Here’s how park rangers are trying to prevent another record year for drowning deaths

Tribune Content Agency

DENVER — Cruising Chatfield Reservoir in a Colorado Parks and Wildlife patrol boat on Saturday, May 20, didn’t involve dramatic enforcement incidents for CPW officers Grant Brown and Tyler Hall. The air was cool and hazy with wildfire smoke, so there weren’t as many boats out as there would be on a busy summer day. The water temperature was 61 degrees, so there weren’t many jet skiers. There were no accidents, no boating under the influence arrests.

But there was a young man in a 50-year-old 10-foot aluminum boat that leaked. He had bought the boat six days earlier for $300 from a guy who sold it to him through Facebook. His first voyage wound up costing him another $100 for a citation because he didn’t have a life vest on the vessel — something that the state requires.

It may seem like a small matter. But for Brown, CPW’s boating safety manager, and Hall, a Chatfield State Park ranger, it wasn’t.

Last year Colorado saw a record 40 recreation-related drownings, and while some of those were caused by natural events such as flooding, 17 were related to boating. The previous record of 34 was set in 2020. There were 24 drownings in 2019 and 22 in 2021. (Just last weekend, a man died on the Colorado River in a rafting accident even though he was wearing a personal flotation device and a helmet.)

These are statistics that the rangers are well aware of, and one they want to avoid repeating as the summer season kicks off over Memorial Day weekend.

That’s why Brown is willing to let some minor safety violations go with a warning, but not when it comes to life jackets. So, when he and Hall spotted the boat, which was powered by a small battery-powered trolling motor, Brown hailed him. “You’ve got to have a life jacket at all times if you’re on the water,” Brown told him. “We’re going to come up alongside, OK?”

The boat clearly was leaking. Water was pooling in the stern.

“I was just checking to see if it was waterproof,” said the man, who did not want to be identified in this story. “Apparently it’s not.”

That’s one reason the life vest was so important, Brown explained. Cold-water immersion is a leading cause of drowning fatalities.

“You’re testing the boat and this water is freezing,” Brown told him. “If you did get in the water now, you’d be in big trouble without that life jacket.”

The man also didn’t have a required sound-making device and the boat wasn’t registered. Hall gave the man a free plastic whistle, a pamphlet with boating regulations and statutes, a plastic key container that floats and a ticket. He’ll have to take care of that in Jefferson County Court.

Children 12 and under must wear life vests at all times. Adults do not have to wear them, but there must be one in the boat for every person, and that applies to paddle craft. Of the 17 boating-related drownings in Colorado last year, Brown said, 10 involved paddle craft. Four were stand-up paddleboarders.

**Data supplied**.
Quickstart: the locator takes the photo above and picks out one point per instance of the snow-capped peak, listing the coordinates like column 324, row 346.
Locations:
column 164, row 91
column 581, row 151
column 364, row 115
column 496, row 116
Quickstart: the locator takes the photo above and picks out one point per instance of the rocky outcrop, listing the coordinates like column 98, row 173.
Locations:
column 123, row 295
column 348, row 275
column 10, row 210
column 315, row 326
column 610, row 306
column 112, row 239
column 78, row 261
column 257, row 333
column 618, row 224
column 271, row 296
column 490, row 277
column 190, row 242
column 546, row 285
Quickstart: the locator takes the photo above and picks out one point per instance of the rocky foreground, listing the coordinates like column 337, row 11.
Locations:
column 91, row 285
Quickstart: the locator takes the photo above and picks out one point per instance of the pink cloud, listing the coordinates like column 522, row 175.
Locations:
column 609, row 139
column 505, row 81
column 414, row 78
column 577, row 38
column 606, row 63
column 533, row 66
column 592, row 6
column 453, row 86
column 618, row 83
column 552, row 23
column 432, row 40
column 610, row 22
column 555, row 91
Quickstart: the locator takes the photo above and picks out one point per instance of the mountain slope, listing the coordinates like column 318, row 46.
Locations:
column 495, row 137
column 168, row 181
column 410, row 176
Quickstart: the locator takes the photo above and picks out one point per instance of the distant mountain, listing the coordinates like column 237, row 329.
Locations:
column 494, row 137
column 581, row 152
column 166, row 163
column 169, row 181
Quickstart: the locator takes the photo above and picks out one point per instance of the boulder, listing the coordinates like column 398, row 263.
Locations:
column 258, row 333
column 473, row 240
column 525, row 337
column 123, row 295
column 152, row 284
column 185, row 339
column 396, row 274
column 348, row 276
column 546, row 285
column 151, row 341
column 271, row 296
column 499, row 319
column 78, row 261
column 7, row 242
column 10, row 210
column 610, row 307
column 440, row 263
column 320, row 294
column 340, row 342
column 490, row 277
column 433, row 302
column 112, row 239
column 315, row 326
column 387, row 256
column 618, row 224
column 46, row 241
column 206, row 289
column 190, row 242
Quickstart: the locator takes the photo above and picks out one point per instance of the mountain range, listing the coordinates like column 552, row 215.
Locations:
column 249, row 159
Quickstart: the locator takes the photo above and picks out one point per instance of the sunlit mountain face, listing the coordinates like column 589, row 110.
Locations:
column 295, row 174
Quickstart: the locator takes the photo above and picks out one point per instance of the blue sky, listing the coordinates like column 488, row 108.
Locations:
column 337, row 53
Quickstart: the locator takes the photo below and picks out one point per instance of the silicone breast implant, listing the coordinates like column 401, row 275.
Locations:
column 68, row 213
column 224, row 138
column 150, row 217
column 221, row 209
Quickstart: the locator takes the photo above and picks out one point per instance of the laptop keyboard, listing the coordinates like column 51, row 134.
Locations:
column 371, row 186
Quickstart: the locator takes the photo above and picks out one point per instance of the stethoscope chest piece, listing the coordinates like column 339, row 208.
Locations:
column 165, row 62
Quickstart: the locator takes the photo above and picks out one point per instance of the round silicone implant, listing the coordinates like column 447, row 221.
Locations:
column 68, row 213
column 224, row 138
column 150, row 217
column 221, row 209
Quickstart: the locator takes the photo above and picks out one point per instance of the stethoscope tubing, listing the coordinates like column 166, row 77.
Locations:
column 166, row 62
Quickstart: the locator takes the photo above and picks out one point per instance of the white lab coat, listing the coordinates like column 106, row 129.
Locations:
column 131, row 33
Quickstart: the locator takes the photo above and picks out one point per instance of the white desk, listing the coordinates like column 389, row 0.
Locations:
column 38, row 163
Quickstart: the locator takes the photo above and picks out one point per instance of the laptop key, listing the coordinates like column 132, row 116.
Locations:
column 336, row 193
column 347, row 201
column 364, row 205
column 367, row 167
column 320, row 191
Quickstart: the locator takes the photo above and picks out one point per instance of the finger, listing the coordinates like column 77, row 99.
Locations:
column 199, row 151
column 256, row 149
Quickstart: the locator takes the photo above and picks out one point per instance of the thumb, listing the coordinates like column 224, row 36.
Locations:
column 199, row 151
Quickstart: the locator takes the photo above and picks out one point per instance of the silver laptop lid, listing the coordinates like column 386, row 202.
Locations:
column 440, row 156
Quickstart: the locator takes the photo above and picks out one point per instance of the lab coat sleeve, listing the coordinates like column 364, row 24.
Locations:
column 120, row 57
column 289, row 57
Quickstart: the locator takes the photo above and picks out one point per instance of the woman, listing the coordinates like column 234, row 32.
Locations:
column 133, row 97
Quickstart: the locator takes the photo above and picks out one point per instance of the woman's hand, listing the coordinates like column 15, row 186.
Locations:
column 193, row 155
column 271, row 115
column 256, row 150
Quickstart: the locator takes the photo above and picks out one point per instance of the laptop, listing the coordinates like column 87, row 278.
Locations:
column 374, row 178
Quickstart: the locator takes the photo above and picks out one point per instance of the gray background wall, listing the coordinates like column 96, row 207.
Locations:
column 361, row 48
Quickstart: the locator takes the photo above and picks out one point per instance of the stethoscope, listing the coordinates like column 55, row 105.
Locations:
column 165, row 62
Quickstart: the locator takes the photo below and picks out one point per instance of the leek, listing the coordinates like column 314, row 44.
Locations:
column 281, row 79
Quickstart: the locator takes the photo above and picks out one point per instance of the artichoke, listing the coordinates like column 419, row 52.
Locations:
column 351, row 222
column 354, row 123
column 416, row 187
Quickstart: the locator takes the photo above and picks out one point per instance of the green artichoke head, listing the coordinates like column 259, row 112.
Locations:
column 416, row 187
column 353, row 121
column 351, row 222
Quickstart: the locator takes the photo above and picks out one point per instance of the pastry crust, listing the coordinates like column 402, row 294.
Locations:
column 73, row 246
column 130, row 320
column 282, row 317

**Complete the following**.
**1.** In the article on Colorado boating safety, reproduce the passage starting with "The man also" and going on through "Jefferson County Court.", swapping "whistle" for "air horn".
**2.** In the article on Colorado boating safety, list every item Hall gave the man in the leaking boat.
**3.** Extend the article on Colorado boating safety from its final sentence.

**Written responses**.
**1.**
The man also didn’t have a required sound-making device and the boat wasn’t registered. Hall gave the man a free plastic air horn, a pamphlet with boating regulations and statutes, a plastic key container that floats and a ticket. He’ll have to take care of that in Jefferson County Court.

**2.**
- A free plastic whistle
- A pamphlet with boating regulations and statutes
- A plastic key container that floats
- A ticket

**3.**
“I don’t think paddleboarders consider themselves vessels or boats,” Brown said. “They don’t realize, when they’re on that paddleboard, they do have to follow the same rules as any other vessel. Paddlers don’t understand, they’re like, ‘I’m fine, I can swim,’ and they get pretty upset over tickets. I tell them, ‘I’ve done this a long time, and a lot of people drown for doing the same thing you are doing.’ ”

Boating under the influence arrests on Colorado lakes are rare. Brown said there were only 13 in Colorado last year, but impaired boating remains a concern, and CPW rangers are trained to detect it.

“There are some really heinous BUIs that happen out here,” Brown said. One happened last year at Chatfield when a man Brown described as “hammered” crashed his jet ski into the dam. “Luckily he bailed. Broke his collarbone, but exited before the boat went up the ramp.”

One time at Cherry Creek Reservoir, Brown watched a drunken man running his jet ski full tilt near a pier where people were fishing, even as rangers in a CPW patrol boat frantically tried to wave him off.

“He catches every line of all the fishing poles, pulls them all in,” Brown said. “He hits a buoy and falls off. He gets on his jet ski and just keeps going. We get a patrol boat (to stop the jet skier) and he is so drunk, he’s stumbling around. His friends are like, ‘We told him not to get on the jet ski.’ You’ll get one or two of those every year, crazy, so drunk.”

Operation Dry Water, a national awareness and enforcement campaign to discourage boating under the influence with heightened enforcement, is coming to Colorado lakes July 1-3. The Fourth of July is on a Tuesday this year.

“A lot of times when we uncover a BUI, we’re contacting someone for a minor safety violation,” Hall said. “We’ll contact them for that minor thing and we may see alcohol containers or detect some indicators of impairment from the driver. Then we switch gears into that BUI enforcement mode. If we notice alcohol containers or slurred speech, bloodshot watery eyes, clues like that are things we’re trained to look for.”

When they see those signs, CPW officers conduct field sobriety tests. If boaters flunk those, they have an option of taking a breath test or blood test.

“We go off our observations and make an arrest,” Brown said. “Once you decide to choose one of those tests, you’re going to be put in handcuffs, like a DUI. We’ll take you to the jail and either do the breath test or a blood draw. You are booked into the jail. You do have to bond out. It does have the same bond as a DUI.”

A BUI conviction can affect a boater’s driver’s license in some states, but not in Colorado. And, there is no law in Colorado prohibiting open alcohol containers in boats.

“The tricky part of boating is, it’s not illegal for an operator to have a drink in their hand while they are driving a boat,” Brown said. “It’s just, they cannot be impaired. With the heat, the waves, sun and dehydration, I don’t think people realize how quickly the alcohol is catching up to them. They might have had a couple of drinks on the water, but they’re dehydrated. They say two or three drinks on the water affects you the same three or four would on land.”

Boaters don’t have to pass any kind of test in order to operate their vessels. CPW offers boating safety classes that cover laws, navigational rules, etiquette, tips for navigating trailers at boat ramps and what to do if stormy weather approaches, but they are not required to operate on Colorado lakes.

“Education is so important,” Brown said. “If you have the money to buy a boat, you can buy a boat that morning and be out on the water that afternoon, trying to figure it out.”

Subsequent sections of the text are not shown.